SELECTED PASSAGE:

Chelsea v Arsenal - Premier League Photo by Clive Rose/Getty Images

Arsenal right back Hector Bellerin’s day ended with a concussion on Saturday, suffered in the collision with Marcos Alonso as the left wing-back headed Chelsea into the lead on 13 minutes. Bellerin had been left woefully exposed by the rest of his defence on the play, losing two headers in quick succession to Diego Costa, who hit the bar, and then Alonso on the rebound. Running in with a head start, Alonso got well above his fellow Spaniard, who was poleaxed by the Chelsea man’s right forearm in the process.

Many cried foul, though most pundits did not. Wenger of course claimed that it was foul; Conte of course claimed that it wasn’t, at least not in England, whatever that means.

“In England, in this league, this is always a goal. There was a ball, there was a contest, and Alonso jumped more than Bellerin and scored the goal.”

“To hear this in England I am surprised. In Italy? Maybe! This is the correct decision. We can see a lot of these situations in England. It’s normal. If we were in other countries maybe we could have a conversation, but here I don’t think it’s right to talk about this.”

-Antonio Conte; source: Chelsea FC

Personally, I don’t think it was a foul just an unfortunate and unlucky collision on a 50-50 ball — Alonso doesn’t do anything out of the ordinary with his arms or any of his body on his jump. There was a ball to be won and both players went for it. Since headers are not outlawed (yet) in the game, things like this (or even worse, like the Ryan Mason incident recently — Mason’s out of hospital now, by the way, so great news there!) will happen.

INFORMATION GIVEN:

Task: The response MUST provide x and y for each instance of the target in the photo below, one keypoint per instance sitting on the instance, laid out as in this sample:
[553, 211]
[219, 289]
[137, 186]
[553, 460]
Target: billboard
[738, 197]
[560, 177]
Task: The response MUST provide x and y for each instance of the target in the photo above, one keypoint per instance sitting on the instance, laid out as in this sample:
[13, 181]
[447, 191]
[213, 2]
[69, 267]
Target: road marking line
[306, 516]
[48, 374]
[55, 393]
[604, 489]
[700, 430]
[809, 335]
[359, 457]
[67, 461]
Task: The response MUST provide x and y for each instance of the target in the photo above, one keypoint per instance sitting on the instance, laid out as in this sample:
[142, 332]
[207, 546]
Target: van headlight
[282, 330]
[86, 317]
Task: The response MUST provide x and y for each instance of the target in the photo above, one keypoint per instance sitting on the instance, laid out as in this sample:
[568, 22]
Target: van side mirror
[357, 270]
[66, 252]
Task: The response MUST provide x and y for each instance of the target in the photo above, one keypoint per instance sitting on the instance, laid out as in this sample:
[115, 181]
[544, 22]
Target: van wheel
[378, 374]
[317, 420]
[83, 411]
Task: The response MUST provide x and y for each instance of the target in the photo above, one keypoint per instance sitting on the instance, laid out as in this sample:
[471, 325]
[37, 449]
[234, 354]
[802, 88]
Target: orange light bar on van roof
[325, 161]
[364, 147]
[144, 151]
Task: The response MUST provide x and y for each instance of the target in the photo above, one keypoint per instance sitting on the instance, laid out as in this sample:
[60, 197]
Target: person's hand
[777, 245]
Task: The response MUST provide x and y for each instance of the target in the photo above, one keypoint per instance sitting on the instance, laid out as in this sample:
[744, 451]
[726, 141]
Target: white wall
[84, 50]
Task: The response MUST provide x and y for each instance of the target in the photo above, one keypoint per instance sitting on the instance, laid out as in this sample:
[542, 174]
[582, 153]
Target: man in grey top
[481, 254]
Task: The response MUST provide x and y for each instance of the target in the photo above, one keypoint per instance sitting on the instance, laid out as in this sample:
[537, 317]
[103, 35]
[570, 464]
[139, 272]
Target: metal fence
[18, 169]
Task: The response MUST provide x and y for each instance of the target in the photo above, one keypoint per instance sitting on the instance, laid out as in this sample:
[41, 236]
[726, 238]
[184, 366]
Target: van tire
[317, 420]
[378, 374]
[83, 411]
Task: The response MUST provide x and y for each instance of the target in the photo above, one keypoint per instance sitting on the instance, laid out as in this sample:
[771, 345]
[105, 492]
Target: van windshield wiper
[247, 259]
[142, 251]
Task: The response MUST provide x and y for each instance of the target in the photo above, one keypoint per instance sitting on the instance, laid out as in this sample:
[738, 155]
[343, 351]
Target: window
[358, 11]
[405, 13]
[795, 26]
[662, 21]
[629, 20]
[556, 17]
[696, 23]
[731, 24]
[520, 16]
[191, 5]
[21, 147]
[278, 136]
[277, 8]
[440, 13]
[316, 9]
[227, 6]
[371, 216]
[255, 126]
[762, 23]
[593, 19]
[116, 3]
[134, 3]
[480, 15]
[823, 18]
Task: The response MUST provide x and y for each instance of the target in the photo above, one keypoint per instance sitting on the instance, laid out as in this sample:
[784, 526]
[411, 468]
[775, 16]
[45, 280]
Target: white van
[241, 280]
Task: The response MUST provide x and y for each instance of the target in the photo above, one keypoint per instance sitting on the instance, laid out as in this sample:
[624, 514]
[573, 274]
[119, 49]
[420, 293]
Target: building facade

ACTIVITY LIST:
**a)** Decide whether each statement below agrees with the passage on Bellerin's concussion, answering yes or no and quoting the words of the passage that settle it. (i) Alonso's header gave Chelsea the lead in the 13th minute. (ii) Diego Costa's header went into the net. (iii) The writer considers the collision a foul.
**b)** Reproduce the passage on Bellerin's concussion word for word, from "Arsenal right back" to "in the process.".
**c)** Take the passage on Bellerin's concussion further by writing what comes after its final sentence.

EXERCISE RESPONSES:
**a)**
(i) Yes: "the left wing-back headed Chelsea into the lead on 13 minutes"
(ii) No: "Diego Costa, who hit the bar"
(iii) No: "Personally, I don’t think it was a foul"

**b)**
Arsenal right back Hector Bellerin’s day ended with a concussion on Saturday, suffered in the collision with Marcos Alonso as the left wing-back headed Chelsea into the lead on 13 minutes. Bellerin had been left woefully exposed by the rest of his defence on the play, losing two headers in quick succession to Diego Costa, who hit the bar, and then Alonso on the rebound. Running in with a head start, Alonso got well above his fellow Spaniard, who was poleaxed by the Chelsea man’s right forearm in the process.

**c)**
But I can see why it could be called a foul (Alonso steams in; akin to winning the ball by going through a player on the tackle) though it was unlikely to be ever called a foul by a referee who was (correctly) positioned behind the play (he would never see Alonso’s arms unless they were extended to his side, which they weren’t).

As far as Alonso himself is concerned, he didn’t think it was anything beyond a jump ball.

“I jumped a bit higher and got to the ball first, I didn’t even see him coming so I don’t think it’s a free-kick. I feel sorry for him, he’s a good friend but I didn’t see him. I hope he’s okay.”

-Marcos Alonso; source: Chelsea FC

It is of course possible to commit a foul without seeing the other player, and intent doesn’t always matter. But injury also doesn’t automatically mean foul.

In any case, Bellerin emerged from the dressing room at half-time — credit to Arsenal medical staff for following concussion protocol and taking him out immediately after the collision — but it remains to be seen how quickly he’ll be able to recover from the concussion. The FA’s protocol calls for at least six days of monitoring and limited activity.